All lines from the one containing "Query: white sedan" through the end of the data below must be reproduced exactly, and no others.

Records from a dataset:
=-=-=-=-=

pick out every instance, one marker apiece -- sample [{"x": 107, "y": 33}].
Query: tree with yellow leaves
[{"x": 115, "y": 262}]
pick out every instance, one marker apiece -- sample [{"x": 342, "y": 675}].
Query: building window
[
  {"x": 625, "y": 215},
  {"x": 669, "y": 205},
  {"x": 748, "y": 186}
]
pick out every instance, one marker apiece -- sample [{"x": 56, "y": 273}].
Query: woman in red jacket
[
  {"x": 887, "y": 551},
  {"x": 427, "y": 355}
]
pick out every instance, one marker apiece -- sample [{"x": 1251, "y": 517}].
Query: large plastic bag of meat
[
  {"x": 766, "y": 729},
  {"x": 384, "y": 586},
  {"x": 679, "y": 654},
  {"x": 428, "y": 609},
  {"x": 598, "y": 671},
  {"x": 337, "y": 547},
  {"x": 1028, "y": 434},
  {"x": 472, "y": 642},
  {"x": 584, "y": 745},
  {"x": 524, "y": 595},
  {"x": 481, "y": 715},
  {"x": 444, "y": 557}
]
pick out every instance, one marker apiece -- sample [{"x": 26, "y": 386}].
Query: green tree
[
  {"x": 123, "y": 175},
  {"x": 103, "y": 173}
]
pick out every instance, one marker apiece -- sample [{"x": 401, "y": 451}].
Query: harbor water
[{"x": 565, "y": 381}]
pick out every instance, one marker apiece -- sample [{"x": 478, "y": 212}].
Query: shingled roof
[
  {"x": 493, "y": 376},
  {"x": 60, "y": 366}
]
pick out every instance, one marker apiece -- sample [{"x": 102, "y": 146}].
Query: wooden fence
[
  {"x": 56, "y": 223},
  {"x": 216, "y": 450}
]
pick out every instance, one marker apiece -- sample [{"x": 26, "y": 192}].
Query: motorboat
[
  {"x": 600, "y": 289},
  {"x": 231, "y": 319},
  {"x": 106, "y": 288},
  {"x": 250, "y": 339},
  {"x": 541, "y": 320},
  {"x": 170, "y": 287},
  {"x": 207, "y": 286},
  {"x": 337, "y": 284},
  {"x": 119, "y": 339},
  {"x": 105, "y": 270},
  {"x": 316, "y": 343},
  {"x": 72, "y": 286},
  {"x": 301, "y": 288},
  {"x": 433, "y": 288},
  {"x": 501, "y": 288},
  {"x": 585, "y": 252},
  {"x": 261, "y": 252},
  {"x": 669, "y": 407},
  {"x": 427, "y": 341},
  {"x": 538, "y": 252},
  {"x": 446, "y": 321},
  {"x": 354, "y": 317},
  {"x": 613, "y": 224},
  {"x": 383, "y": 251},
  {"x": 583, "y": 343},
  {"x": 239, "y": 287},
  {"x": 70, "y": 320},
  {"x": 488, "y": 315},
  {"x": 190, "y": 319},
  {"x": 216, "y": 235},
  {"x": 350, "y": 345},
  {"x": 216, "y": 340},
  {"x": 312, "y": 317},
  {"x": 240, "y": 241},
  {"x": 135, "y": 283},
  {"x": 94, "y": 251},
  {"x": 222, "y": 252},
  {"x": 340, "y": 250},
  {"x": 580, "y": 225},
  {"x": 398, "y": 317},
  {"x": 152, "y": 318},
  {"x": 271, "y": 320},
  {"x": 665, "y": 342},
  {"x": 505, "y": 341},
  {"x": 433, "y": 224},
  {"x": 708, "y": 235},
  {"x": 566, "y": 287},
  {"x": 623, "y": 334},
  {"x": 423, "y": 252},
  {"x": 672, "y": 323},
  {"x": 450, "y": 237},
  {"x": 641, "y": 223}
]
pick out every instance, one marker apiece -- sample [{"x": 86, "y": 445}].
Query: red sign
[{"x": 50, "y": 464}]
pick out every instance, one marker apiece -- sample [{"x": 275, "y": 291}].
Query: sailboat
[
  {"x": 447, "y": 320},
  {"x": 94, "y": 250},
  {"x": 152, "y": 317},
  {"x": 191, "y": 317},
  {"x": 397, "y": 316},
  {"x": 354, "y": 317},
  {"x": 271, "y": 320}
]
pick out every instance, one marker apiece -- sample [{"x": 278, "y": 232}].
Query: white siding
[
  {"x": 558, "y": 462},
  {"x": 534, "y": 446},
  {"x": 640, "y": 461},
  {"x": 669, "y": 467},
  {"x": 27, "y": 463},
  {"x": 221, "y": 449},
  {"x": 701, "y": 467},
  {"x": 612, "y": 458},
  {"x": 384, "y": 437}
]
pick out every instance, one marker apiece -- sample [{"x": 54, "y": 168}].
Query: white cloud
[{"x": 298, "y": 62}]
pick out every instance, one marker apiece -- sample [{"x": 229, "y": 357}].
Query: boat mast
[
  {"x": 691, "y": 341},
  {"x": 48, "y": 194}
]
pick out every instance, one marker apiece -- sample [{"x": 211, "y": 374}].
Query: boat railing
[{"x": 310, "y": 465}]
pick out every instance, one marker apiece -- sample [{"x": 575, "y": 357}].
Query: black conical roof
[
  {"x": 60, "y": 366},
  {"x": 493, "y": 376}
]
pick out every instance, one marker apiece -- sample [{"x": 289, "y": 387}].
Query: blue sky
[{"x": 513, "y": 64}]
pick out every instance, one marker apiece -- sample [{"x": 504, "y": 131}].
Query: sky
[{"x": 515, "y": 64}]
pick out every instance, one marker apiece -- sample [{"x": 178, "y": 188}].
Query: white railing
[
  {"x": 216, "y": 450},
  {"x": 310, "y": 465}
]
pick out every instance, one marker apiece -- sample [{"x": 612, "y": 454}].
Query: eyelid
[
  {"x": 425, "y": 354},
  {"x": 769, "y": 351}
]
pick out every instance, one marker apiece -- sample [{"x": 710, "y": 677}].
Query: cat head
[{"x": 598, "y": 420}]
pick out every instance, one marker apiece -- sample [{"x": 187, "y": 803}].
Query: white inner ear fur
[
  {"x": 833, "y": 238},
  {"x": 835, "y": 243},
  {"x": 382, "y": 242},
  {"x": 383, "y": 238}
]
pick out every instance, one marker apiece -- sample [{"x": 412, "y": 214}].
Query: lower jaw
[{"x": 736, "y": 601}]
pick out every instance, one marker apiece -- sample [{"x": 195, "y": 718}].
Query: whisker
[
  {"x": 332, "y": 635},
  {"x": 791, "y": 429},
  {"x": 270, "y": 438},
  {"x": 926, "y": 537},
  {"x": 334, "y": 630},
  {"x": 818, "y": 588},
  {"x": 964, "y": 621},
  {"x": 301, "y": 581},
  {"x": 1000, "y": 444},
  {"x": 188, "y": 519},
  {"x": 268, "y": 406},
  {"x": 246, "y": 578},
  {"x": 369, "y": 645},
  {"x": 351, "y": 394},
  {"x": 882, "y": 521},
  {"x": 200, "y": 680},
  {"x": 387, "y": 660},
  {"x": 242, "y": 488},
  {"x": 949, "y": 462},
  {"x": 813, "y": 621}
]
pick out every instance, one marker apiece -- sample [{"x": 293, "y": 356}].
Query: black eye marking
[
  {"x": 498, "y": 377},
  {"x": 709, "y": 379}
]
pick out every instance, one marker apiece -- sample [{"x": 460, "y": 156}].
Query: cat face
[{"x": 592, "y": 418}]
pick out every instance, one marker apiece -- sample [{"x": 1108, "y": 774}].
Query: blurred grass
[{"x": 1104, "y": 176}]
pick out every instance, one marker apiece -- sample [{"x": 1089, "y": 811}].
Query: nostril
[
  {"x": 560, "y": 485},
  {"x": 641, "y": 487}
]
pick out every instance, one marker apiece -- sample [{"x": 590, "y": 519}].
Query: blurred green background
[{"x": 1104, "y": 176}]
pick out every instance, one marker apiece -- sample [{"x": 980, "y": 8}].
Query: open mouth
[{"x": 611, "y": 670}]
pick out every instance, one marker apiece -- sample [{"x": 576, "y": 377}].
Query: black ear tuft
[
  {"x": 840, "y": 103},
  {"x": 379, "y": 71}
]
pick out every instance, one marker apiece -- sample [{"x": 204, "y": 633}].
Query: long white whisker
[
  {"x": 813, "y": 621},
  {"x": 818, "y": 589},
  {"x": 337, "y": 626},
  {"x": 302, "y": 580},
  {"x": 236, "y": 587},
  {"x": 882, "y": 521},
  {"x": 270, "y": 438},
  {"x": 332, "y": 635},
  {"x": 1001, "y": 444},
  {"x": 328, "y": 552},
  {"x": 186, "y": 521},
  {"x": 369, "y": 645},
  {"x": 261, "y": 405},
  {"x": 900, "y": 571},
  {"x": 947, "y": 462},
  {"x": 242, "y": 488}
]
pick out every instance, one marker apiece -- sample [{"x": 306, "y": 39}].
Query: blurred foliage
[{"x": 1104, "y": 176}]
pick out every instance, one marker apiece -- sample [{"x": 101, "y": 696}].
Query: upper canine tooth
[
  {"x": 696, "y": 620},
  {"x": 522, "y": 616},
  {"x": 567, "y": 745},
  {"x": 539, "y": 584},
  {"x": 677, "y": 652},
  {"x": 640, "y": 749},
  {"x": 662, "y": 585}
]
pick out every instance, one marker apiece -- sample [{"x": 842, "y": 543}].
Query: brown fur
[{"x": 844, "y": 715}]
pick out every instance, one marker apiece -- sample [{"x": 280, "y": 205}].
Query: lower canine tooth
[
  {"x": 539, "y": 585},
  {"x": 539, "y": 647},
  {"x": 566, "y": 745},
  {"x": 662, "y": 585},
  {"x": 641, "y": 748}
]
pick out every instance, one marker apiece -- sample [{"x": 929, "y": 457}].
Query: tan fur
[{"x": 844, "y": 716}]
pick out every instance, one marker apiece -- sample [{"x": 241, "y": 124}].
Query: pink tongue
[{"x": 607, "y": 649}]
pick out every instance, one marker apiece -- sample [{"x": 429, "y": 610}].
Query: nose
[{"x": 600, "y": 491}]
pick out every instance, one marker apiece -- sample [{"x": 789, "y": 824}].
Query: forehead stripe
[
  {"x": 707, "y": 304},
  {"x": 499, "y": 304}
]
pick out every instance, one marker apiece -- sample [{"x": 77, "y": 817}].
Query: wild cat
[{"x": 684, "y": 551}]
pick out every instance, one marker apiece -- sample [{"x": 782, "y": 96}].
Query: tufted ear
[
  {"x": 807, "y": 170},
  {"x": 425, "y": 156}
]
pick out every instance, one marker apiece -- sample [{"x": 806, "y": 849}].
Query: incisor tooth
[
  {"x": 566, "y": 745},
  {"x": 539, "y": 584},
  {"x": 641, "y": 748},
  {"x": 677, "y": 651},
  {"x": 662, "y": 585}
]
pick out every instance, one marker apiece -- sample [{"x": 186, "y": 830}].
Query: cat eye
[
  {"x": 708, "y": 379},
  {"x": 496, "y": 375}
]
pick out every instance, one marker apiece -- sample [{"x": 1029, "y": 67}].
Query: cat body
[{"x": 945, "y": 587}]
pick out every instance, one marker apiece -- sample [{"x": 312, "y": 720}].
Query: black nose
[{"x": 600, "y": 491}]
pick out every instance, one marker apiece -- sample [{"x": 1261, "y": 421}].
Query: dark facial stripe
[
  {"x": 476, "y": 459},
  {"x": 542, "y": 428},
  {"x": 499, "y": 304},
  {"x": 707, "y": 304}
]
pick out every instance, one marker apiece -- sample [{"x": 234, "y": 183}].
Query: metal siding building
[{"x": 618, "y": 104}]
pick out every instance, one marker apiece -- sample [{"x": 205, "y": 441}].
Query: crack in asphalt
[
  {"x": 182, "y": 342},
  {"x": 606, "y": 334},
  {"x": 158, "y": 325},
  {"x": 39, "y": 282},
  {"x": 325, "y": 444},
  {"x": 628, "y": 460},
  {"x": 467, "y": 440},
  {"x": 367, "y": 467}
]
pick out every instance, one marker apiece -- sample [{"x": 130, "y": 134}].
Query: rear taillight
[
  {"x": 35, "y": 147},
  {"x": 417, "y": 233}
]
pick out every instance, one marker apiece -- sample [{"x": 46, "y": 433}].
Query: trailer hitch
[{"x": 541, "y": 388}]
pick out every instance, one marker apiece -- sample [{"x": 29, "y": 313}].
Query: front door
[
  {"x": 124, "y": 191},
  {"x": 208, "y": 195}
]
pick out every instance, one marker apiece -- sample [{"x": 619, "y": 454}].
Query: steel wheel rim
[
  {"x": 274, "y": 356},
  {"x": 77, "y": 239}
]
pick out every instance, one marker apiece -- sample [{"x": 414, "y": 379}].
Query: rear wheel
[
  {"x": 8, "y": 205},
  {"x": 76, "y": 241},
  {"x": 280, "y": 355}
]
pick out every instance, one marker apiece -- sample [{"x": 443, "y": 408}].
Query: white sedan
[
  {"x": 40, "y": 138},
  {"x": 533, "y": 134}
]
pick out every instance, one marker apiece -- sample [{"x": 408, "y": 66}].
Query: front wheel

=-=-=-=-=

- Response area
Query: white sedan
[
  {"x": 40, "y": 138},
  {"x": 533, "y": 134}
]
pick out every instance, one marker apiece -- sample [{"x": 408, "y": 66}].
Query: front wheel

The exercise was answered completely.